[Text segment]
** start **
In this chapter we will consider the pressure term. That is the under-lined term in the Navier-Stokes equations below,

$\frac{\partial \mathbf{u}}{\partial t} = -(\mathbf{u} \cdot \nabla)\mathbf{u} - \underline{\nabla p} + \nu \nabla^2 \mathbf{u}.$

This term is perhaps the most involved and least intuitive of these equations. This is perhaps because the pressure in a fluid is a somewhat illusive concept. As already mentioned, we will find an implicit problem that needs to be solved in an intermediate step before actually computing the pressure gradient. To add insult to injury, we cannot really conceptualize this term for a helper scalar field, so we will do the full vector calculus.
** end **
[Stored rows]
** start **
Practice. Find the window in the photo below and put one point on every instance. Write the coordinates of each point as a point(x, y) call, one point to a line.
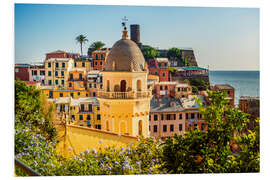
point(82, 107)
point(180, 127)
point(155, 128)
point(171, 127)
point(42, 73)
point(164, 128)
point(186, 115)
point(90, 107)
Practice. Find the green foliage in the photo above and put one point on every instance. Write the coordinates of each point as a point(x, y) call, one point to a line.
point(195, 152)
point(210, 151)
point(32, 107)
point(200, 85)
point(149, 53)
point(81, 39)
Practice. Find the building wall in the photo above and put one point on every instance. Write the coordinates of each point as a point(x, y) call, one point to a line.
point(79, 139)
point(22, 73)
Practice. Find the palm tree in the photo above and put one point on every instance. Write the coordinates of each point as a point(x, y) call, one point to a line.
point(97, 45)
point(81, 39)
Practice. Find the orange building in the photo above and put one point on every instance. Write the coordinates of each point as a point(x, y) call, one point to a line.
point(99, 59)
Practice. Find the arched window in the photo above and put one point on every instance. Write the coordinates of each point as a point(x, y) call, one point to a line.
point(139, 85)
point(140, 128)
point(107, 126)
point(108, 86)
point(123, 85)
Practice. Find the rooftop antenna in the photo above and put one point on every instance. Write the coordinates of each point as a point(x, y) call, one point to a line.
point(124, 21)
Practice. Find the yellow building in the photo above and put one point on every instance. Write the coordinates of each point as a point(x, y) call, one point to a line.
point(57, 71)
point(85, 112)
point(77, 79)
point(83, 63)
point(94, 82)
point(125, 98)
** end **
[Problems]
1. Duplicate the passage on the Navier-Stokes pressure term word for word, starting at "In this chapter" and ending at "full vector calculus.".
2. Write the next part of the passage on the Navier-Stokes pressure term, picking up after its final sentence.
The material has no role in this work.

[The results]
1.
In this chapter we will consider the pressure term. That is the under-lined term in the Navier-Stokes equations below,

$\frac{\partial \mathbf{u}}{\partial t} = -(\mathbf{u} \cdot \nabla)\mathbf{u} - \underline{\nabla p} + \nu \nabla^2 \mathbf{u}.$

This term is perhaps the most involved and least intuitive of these equations. This is perhaps because the pressure in a fluid is a somewhat illusive concept. As already mentioned, we will find an implicit problem that needs to be solved in an intermediate step before actually computing the pressure gradient. To add insult to injury, we cannot really conceptualize this term for a helper scalar field, so we will do the full vector calculus.

2.
Before we start, we should get some common misconceptions out of the way. If you have learned about forced flows (e.g. pipe flow) in your fluid dynamics classes, your intuition may tell you that the pressure gradient in externally applied and prescribed by some sort of pumping mechanism. Although a pressure drop can be treated as a boundary condition, a more relevant view (from the perspective of our solver) is demonstrated by the Bernoulli principle. If a steady pipe flow contains some constriction (e.g. a Venturi), the approaching flow accelerates towards the narrowing. This accelerating force comes from the pressure gradient as Bernoulli realized this region of high velocities is associated with a lower pressure. It thus appears that the pressure field is directly related to the flow itself. But how?

Another confusing conception is the thermodynamic meaning of pressure. Especially for those who are versed incompressible flows it can be hard to go without some equation of state. Indeed, for in compressible flows in simple (i.e. at least rigid) geometries, pressure loses its thermodynamic meaning. The pressure can be seen to adjust such that the flow remains incompressible. This entails that we do not need to time integrate some evolution equation for the pressure as we can derive it directly as a function of the flow.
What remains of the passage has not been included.